> **WHAT THE TASK ASKS**: Could you copy out the listing below from the line with "Practice step: find the fire truck ladder" through the end of the listing, keeping every line, with each coordinate multiplied by 0.4 and rounded to a whole number (halves rounded up)? Give only those lines.

──────

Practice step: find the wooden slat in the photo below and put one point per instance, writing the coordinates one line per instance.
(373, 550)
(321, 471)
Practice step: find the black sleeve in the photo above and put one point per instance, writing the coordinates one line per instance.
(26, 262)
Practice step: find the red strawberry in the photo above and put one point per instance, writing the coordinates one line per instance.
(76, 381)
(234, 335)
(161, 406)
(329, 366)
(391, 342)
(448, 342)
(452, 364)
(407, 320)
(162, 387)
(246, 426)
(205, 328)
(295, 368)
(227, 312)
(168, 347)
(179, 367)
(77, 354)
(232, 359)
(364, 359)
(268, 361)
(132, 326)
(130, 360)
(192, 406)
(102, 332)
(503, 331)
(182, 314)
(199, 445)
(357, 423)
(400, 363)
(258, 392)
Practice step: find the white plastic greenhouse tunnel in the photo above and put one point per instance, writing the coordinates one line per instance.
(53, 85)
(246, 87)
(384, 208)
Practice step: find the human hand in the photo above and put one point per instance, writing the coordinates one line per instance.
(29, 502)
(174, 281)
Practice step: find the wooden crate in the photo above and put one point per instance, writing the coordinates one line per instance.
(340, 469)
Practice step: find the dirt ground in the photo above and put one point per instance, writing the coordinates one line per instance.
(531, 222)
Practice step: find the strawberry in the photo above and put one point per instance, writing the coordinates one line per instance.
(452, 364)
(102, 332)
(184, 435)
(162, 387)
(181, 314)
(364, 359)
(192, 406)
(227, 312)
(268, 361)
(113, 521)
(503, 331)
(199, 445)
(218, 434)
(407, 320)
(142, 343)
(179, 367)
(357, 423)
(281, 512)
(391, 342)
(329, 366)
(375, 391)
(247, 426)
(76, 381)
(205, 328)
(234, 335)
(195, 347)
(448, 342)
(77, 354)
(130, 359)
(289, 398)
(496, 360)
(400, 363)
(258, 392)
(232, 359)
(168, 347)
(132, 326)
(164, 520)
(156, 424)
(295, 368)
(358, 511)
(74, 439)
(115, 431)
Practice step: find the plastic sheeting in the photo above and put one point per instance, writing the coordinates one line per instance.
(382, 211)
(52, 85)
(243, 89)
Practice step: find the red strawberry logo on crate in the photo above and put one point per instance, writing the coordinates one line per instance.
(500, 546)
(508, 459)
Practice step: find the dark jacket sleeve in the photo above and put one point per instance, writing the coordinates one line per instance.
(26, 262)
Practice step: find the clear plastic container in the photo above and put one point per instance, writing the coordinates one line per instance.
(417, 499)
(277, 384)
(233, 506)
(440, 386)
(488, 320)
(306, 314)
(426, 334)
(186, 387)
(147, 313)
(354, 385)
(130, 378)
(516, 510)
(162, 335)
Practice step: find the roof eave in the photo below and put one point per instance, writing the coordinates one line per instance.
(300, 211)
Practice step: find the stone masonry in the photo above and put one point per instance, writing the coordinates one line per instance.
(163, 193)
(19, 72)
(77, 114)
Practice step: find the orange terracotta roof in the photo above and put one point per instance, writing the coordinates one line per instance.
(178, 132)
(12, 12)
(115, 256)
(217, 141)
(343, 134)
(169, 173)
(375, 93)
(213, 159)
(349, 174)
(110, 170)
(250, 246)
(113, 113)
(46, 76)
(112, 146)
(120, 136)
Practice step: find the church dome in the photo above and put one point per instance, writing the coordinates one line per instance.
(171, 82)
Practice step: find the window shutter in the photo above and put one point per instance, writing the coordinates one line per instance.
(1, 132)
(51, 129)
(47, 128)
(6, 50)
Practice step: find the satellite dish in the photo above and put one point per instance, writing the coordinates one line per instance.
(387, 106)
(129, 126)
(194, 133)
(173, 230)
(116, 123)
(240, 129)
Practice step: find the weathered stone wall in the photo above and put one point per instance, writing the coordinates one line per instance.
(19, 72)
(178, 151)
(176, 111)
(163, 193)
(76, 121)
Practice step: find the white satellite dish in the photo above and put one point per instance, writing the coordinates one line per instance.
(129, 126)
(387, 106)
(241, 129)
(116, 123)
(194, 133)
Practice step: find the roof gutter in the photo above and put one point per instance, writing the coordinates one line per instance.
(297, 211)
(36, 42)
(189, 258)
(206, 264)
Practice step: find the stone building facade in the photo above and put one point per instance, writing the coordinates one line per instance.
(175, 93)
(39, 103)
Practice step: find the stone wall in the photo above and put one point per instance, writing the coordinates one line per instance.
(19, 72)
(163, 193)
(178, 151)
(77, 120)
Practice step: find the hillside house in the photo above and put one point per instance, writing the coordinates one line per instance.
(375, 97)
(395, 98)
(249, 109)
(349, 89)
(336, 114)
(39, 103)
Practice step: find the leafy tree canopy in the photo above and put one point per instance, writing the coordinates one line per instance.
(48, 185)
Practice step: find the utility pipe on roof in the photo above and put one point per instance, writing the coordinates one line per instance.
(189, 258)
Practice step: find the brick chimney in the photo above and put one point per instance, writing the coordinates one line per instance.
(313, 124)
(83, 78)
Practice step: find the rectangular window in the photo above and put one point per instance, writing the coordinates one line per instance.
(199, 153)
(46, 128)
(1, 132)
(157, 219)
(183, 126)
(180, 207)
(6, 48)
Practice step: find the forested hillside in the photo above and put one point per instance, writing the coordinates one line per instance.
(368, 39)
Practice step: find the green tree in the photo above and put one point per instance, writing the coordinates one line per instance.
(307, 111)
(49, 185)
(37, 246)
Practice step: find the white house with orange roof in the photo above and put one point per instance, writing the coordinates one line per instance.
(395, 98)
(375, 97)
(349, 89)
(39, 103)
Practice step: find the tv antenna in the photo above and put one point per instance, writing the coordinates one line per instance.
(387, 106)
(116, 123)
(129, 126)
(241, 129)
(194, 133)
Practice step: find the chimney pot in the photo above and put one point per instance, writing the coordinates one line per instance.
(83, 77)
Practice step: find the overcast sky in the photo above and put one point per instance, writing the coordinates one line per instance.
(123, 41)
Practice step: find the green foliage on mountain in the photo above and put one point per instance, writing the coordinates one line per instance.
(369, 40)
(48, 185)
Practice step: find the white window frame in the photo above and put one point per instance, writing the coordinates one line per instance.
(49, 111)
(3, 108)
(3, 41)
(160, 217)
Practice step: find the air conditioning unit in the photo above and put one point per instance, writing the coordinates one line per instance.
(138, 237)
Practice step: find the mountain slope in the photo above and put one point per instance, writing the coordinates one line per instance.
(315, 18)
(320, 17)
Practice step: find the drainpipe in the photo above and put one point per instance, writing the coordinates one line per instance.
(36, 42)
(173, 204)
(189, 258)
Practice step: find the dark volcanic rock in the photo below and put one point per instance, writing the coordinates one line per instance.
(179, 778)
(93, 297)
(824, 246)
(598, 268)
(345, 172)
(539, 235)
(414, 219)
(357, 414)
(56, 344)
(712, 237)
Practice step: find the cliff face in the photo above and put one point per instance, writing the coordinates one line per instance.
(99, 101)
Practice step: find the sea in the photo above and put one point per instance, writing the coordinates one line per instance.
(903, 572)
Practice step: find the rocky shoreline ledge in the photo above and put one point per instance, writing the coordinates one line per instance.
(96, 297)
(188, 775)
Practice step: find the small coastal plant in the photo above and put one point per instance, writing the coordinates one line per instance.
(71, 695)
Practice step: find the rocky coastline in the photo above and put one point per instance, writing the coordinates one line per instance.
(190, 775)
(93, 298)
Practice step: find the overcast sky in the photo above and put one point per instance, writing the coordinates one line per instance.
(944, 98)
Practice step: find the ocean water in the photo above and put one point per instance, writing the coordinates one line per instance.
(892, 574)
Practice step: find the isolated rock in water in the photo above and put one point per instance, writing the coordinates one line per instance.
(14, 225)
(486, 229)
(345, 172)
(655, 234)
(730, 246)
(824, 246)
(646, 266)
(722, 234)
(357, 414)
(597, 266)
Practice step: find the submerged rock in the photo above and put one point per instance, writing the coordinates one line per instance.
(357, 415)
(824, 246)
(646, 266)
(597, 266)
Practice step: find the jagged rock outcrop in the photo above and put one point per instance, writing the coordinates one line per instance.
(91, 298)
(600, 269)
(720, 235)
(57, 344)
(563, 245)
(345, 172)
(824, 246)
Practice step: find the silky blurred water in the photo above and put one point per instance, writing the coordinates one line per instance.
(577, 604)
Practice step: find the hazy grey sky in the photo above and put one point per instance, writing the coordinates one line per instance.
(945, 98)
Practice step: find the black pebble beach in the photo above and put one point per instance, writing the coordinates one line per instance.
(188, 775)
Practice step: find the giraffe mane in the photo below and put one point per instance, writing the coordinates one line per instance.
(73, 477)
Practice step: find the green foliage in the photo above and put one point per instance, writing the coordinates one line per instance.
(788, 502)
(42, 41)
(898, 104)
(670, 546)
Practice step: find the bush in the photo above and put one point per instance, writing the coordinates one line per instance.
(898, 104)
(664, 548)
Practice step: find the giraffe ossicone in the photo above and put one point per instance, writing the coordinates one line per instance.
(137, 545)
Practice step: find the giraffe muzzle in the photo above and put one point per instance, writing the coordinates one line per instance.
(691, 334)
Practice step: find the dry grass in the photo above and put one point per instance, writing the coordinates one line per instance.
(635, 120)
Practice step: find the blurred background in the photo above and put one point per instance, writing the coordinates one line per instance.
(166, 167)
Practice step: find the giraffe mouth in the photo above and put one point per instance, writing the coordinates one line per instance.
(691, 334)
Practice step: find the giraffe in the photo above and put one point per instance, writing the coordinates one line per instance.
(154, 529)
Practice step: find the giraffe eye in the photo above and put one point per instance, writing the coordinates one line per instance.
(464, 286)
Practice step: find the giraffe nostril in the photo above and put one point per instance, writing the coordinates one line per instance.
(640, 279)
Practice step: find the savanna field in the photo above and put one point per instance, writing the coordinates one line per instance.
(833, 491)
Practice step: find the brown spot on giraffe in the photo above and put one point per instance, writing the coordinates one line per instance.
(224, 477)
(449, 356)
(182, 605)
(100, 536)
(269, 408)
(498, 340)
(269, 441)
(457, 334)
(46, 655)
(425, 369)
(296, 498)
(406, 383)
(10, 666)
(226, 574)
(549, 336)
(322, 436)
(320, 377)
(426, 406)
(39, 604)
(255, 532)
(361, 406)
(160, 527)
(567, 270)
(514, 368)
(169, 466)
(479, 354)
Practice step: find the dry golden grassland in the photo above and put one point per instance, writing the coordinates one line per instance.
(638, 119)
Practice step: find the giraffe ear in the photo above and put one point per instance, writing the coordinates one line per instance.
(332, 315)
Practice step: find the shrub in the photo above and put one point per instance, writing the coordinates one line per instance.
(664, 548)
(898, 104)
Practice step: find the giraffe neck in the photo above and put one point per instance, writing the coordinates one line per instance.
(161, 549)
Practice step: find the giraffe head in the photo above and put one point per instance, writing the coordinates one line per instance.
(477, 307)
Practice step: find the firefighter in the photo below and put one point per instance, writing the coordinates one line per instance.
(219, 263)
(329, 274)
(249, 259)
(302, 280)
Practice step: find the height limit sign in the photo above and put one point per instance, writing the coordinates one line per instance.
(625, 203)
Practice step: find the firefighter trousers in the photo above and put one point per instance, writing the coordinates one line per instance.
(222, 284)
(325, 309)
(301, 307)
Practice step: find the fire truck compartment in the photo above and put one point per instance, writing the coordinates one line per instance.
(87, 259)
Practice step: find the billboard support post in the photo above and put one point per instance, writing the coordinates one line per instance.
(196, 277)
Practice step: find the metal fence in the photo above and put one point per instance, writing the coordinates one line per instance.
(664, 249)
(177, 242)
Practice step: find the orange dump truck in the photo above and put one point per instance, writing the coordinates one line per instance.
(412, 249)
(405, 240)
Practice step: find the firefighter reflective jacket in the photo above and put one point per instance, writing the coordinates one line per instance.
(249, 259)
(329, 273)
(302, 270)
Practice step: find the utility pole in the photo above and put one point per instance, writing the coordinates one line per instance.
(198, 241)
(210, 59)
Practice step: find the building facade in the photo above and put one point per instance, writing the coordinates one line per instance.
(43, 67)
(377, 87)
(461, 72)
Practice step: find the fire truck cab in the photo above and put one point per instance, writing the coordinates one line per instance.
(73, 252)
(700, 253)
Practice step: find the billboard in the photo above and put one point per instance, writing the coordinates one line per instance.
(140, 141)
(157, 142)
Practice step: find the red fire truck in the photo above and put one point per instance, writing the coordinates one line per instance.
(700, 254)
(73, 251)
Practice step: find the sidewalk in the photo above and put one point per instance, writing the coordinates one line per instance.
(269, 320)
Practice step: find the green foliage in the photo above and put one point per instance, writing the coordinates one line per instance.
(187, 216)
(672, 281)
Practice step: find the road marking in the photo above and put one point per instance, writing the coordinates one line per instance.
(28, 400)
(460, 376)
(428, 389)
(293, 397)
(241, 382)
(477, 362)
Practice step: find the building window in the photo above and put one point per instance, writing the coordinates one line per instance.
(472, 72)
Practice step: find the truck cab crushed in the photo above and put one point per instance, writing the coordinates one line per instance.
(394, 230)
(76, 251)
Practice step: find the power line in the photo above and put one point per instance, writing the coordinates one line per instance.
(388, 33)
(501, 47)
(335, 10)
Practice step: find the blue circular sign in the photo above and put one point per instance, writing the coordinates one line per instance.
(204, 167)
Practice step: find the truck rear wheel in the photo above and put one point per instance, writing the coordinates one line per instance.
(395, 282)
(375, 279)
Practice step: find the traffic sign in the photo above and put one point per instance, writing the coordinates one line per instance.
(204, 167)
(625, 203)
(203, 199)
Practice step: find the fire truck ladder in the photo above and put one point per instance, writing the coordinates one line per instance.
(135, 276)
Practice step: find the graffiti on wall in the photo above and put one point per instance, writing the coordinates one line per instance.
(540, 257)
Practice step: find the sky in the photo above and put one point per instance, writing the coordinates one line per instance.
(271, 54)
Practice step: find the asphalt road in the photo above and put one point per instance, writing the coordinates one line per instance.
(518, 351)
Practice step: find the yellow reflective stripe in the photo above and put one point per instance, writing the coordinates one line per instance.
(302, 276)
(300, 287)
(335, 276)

──────

> **ANSWER FOR THE TASK**:
Practice step: find the fire truck ladder in the photo above and put one point per instance, writing the coordinates one line per instance.
(54, 110)
Practice step: find the graffiti on wall in the photo above and put one point per instance, writing the coordinates one line per instance.
(216, 103)
Practice step: find the sky in the photo above and put one point per instance, writing the coordinates one line per instance.
(108, 22)
Practice step: find the asphalt road in the photo above and put one point per instance, writing the coordinates one line per instance.
(207, 140)
Practice step: find the yellow reflective stripe in the photo above and put one point per instance, writing the coordinates one line per instance.
(121, 110)
(120, 115)
(134, 110)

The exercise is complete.